*PAGE*:

- - - -

Thursday, October 11, 2007

Confused With His Sexuality

Dear Joe,

Just call me Billy. i have had the pleasure of being able to listen to your program for the past few years now because its the only station all of my officemates listen to. I never thought there would come a point in my life that I would actually be writing to seek your advice on a very delicate predicament I am in now.

I have just ended a five-year relationship with my girlfriend last January. Sometime last July, I met this girl in a bar on Timog Ave where my friends and I hang out to meet girls. Ive been branded in our barkada as a “playboy” because, modesty aside, I could have any girl I want with my looks and sense of humor. Irene and I dated several times and she really was a nice person. Its just that that every chance she got, she would mention this JB that she met in one of those out of town retreats. I became jealous and a bit intrigued by this character. So when I was given the chance to borrow her cell phone, I secretly browsed through her phonebook and copied JB’s number.

Things didn’t work out with Irene and me. But more than a month ago, while my friend and I were cleaning my car, I found that very small piece of paper where I wrote JB’s number. When I told my barkada about it, he told me to send a text message to the number because it might be a girl we could meet. So I did. After two days of exchanging messages with JB, I found out he was a guy, so I stopped texting him. But he continued to text me, wanting us to be buddies.

JB would call me at least three times a day just to say hi and would send me more than a dozen messages a day. At night, we talk about anything under the sun until the wee hours of the morning. He was so easy to like Joe and eventually I found myself getting excited when I hear his voice on my cell phone.

On Nov 2, I sent him a text telling him that the level in which we were communicating was creating confusion in my identity so maybe it would be better if we stop. After I sent that message, he sent me messages repeatedly and called my phone more than 20 times. I did not answer any of them because I didn’t believe that at that time, I would be able to explain to him what I was going through. It was about 2am Nov 3 when I finally answered one of his relentless calls and we talked for over 2hours. He tried so hard to comfort and reassure me that whatever I was feeling was completely okay with him and that I did not have to struggle mentally and emotionally to justify my identity.

- - - -

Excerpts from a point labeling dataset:
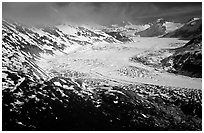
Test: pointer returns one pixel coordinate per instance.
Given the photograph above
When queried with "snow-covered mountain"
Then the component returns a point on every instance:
(125, 28)
(32, 100)
(159, 27)
(189, 30)
(186, 60)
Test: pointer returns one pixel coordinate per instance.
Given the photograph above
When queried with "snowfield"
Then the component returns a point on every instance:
(112, 62)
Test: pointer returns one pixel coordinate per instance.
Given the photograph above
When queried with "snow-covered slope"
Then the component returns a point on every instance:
(32, 100)
(186, 60)
(159, 27)
(189, 30)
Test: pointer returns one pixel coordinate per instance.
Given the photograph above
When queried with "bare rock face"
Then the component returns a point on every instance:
(156, 29)
(188, 31)
(32, 100)
(186, 60)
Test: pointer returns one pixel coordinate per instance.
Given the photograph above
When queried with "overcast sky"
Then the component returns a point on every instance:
(101, 13)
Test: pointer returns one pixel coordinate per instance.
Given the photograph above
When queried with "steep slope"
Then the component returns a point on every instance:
(189, 30)
(126, 30)
(32, 100)
(186, 60)
(157, 28)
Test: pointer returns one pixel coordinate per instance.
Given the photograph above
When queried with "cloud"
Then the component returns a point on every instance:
(99, 12)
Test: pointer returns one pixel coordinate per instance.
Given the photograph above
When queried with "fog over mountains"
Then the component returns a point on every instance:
(102, 66)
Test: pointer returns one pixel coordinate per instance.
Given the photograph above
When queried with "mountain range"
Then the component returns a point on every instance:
(34, 100)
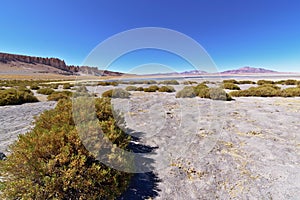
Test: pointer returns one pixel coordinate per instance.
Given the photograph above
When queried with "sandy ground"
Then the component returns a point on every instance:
(198, 148)
(15, 120)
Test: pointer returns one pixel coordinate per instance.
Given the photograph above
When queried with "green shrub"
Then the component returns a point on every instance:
(34, 87)
(152, 88)
(287, 82)
(50, 162)
(169, 82)
(246, 82)
(201, 89)
(149, 82)
(219, 94)
(54, 86)
(186, 92)
(131, 88)
(231, 81)
(67, 86)
(166, 89)
(263, 82)
(139, 89)
(189, 82)
(45, 91)
(16, 96)
(81, 88)
(116, 93)
(55, 96)
(108, 83)
(291, 92)
(230, 86)
(260, 91)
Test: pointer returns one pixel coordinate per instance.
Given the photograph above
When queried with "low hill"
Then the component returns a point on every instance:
(248, 70)
(21, 64)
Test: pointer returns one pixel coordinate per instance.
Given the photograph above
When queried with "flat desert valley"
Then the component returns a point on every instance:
(248, 148)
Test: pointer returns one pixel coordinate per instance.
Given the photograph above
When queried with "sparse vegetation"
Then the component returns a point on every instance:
(57, 95)
(131, 88)
(169, 82)
(34, 87)
(116, 93)
(67, 86)
(166, 89)
(246, 82)
(230, 86)
(50, 162)
(265, 90)
(108, 83)
(264, 82)
(152, 88)
(15, 96)
(189, 82)
(45, 91)
(186, 92)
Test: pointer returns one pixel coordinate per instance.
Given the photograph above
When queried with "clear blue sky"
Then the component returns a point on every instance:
(236, 33)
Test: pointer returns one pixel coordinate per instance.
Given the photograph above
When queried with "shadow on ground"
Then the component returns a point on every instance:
(143, 185)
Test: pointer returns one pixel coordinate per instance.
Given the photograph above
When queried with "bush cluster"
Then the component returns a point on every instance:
(168, 89)
(189, 82)
(45, 91)
(169, 82)
(152, 88)
(238, 82)
(264, 82)
(57, 95)
(267, 90)
(108, 83)
(34, 87)
(203, 91)
(16, 96)
(67, 86)
(116, 93)
(230, 86)
(131, 88)
(50, 162)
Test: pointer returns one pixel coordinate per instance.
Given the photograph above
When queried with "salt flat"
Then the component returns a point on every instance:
(200, 149)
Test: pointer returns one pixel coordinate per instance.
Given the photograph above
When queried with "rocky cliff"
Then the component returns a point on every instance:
(56, 63)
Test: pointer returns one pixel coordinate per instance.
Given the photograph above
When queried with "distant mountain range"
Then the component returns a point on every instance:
(13, 63)
(29, 64)
(243, 70)
(248, 70)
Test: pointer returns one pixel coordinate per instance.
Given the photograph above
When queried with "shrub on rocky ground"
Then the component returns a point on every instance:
(290, 92)
(116, 93)
(189, 82)
(45, 91)
(15, 96)
(34, 87)
(140, 89)
(218, 94)
(264, 82)
(230, 86)
(108, 83)
(51, 162)
(57, 95)
(152, 88)
(260, 91)
(231, 81)
(166, 89)
(186, 92)
(67, 86)
(287, 82)
(131, 88)
(246, 82)
(169, 82)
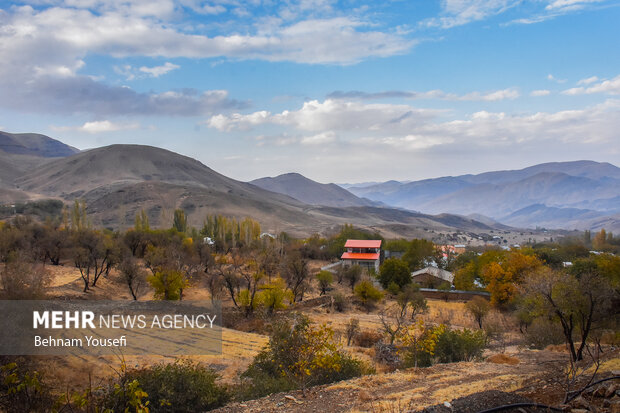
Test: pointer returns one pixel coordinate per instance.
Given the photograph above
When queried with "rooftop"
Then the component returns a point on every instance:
(362, 243)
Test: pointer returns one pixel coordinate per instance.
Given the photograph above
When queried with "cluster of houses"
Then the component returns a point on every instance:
(367, 254)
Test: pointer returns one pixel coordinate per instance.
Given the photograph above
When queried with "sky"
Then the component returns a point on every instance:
(339, 91)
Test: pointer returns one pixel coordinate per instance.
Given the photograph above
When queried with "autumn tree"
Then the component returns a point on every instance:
(132, 275)
(353, 275)
(179, 222)
(367, 293)
(411, 297)
(420, 253)
(274, 294)
(478, 307)
(295, 273)
(167, 284)
(325, 279)
(394, 270)
(576, 300)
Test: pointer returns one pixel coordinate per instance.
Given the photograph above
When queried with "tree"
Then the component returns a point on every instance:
(367, 293)
(393, 322)
(577, 301)
(478, 307)
(394, 270)
(295, 273)
(302, 354)
(410, 296)
(132, 275)
(353, 274)
(180, 222)
(274, 294)
(325, 279)
(167, 284)
(352, 329)
(420, 254)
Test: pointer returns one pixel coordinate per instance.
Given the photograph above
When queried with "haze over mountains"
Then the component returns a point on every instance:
(312, 192)
(580, 194)
(119, 180)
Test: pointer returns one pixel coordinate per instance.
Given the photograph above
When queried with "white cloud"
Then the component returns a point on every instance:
(100, 126)
(569, 4)
(331, 114)
(408, 128)
(611, 87)
(496, 95)
(555, 79)
(158, 71)
(319, 139)
(460, 12)
(588, 80)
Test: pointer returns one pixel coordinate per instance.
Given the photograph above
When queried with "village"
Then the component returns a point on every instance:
(366, 307)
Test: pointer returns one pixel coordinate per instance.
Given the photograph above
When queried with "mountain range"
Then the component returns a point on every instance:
(118, 181)
(569, 195)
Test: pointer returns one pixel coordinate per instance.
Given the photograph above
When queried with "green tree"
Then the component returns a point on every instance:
(352, 275)
(478, 307)
(420, 253)
(367, 293)
(325, 279)
(167, 284)
(180, 222)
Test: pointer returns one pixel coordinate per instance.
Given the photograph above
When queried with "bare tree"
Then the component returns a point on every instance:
(393, 321)
(132, 275)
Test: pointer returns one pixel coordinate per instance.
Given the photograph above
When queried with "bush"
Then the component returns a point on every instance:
(542, 333)
(454, 345)
(394, 270)
(182, 386)
(340, 303)
(298, 355)
(367, 339)
(21, 390)
(367, 293)
(325, 279)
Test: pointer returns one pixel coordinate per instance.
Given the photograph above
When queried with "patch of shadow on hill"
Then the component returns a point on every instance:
(485, 400)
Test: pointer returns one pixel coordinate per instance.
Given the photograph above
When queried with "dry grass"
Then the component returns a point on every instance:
(502, 358)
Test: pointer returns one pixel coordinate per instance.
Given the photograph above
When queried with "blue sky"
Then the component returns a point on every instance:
(340, 91)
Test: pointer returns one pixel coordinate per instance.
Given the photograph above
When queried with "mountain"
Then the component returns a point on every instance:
(120, 180)
(556, 195)
(34, 144)
(311, 192)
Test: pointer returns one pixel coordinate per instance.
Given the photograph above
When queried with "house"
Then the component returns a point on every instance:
(365, 253)
(432, 277)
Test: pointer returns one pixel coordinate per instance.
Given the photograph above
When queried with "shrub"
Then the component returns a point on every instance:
(21, 390)
(298, 355)
(340, 303)
(394, 270)
(542, 333)
(325, 279)
(367, 339)
(454, 345)
(182, 386)
(367, 293)
(478, 307)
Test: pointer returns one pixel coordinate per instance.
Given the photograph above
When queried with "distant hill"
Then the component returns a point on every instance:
(34, 144)
(513, 197)
(120, 180)
(311, 192)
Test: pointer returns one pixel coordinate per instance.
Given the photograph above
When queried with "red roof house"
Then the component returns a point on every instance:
(366, 253)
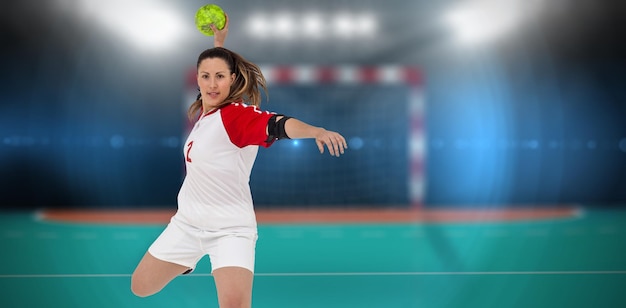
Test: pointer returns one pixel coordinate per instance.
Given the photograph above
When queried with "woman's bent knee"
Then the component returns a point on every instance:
(141, 288)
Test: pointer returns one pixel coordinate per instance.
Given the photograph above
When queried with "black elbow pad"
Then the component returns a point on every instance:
(276, 129)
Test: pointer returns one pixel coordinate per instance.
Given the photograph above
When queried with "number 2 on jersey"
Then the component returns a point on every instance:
(189, 145)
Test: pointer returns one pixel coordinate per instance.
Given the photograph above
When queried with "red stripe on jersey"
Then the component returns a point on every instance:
(246, 124)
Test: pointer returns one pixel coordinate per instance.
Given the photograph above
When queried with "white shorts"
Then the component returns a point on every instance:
(184, 244)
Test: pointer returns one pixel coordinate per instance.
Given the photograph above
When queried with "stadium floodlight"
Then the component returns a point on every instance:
(479, 21)
(312, 25)
(284, 26)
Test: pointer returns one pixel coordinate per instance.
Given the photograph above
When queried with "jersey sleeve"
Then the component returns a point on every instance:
(246, 124)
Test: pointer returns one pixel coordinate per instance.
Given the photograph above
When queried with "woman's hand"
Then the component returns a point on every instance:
(335, 142)
(219, 36)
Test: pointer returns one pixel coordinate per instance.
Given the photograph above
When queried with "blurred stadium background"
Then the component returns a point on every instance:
(523, 101)
(449, 107)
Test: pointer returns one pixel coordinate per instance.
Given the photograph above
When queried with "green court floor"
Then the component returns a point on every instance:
(574, 262)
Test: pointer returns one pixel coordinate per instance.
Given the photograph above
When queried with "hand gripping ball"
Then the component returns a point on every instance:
(207, 15)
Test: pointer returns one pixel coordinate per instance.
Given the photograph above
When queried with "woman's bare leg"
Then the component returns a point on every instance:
(152, 274)
(234, 287)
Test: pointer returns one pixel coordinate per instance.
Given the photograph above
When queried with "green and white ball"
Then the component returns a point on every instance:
(207, 15)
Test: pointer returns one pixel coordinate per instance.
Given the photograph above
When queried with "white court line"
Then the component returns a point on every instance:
(343, 274)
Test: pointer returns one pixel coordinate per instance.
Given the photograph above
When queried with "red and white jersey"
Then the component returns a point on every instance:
(219, 154)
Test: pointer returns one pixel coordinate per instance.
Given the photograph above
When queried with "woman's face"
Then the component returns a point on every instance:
(214, 80)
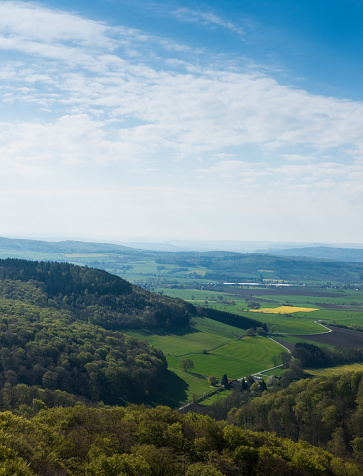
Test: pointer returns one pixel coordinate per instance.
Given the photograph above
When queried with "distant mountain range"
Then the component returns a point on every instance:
(348, 255)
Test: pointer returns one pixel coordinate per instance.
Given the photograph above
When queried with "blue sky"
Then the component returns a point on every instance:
(162, 120)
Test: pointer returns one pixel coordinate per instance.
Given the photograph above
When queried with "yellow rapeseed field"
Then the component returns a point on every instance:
(284, 309)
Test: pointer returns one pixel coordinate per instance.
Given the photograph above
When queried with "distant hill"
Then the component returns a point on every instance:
(349, 255)
(96, 296)
(60, 246)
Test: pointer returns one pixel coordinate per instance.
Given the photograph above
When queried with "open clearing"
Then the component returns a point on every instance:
(285, 310)
(338, 370)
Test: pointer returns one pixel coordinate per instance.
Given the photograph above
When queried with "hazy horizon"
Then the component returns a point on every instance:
(170, 120)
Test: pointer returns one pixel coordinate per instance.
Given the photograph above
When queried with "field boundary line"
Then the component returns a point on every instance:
(289, 351)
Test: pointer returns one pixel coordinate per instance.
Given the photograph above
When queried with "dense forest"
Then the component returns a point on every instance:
(63, 359)
(93, 295)
(138, 441)
(60, 330)
(325, 411)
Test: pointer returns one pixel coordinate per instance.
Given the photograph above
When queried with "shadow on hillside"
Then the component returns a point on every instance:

- - - -

*YOUR GOAL*: Continue the advice-column letter from Billy to Joe, picking up right after its last sentence.

*ANSWER TO THE EXERCISE*:
I kept explaining to him over and over that I wasn’t raised to feel this way toward another man, and to top it all, I have a priest for a godfather who has always been beside me to constantly guide me spiritually and morally in all my undertakings. Just before we hung up he said, “I love you” to me in a way that I will never forget for the rest of my existence. The following days his text messages became fewer and for the first time, he didn’t call me for one whole day, though every message that he ent told me how much he missed me-my voice and my laughter-and that he cared for me so much.

On his birthday on Nov 6, I tried to reach him but I failed so I just sent a cake, a bear and a card to the address he gave me. I wanted to talk to him but he was suddenly avoiding me. Joe, I made up a reason and assigned a member of my staff to do a research on him. On Nov 14, I found out what I was searching for. He is a priest. I didn’t believe it until I saw the facts myself. I think the reason he started avoiding me was because he learned that my godfather was also a priest.

I’m so confused because even though I’ve found out who and what he really is, I still miss him and care for him so much. Does this mean I’ve become gay? Do you think its still proper for me to go and talk to him person ally to clear up what transpired between us? How could I forget him? Please help me. This matter is raising questions about my existence in this world.

Thank you in advance for whatever enlightenment you might be able to give me and for taking the time to read my letter.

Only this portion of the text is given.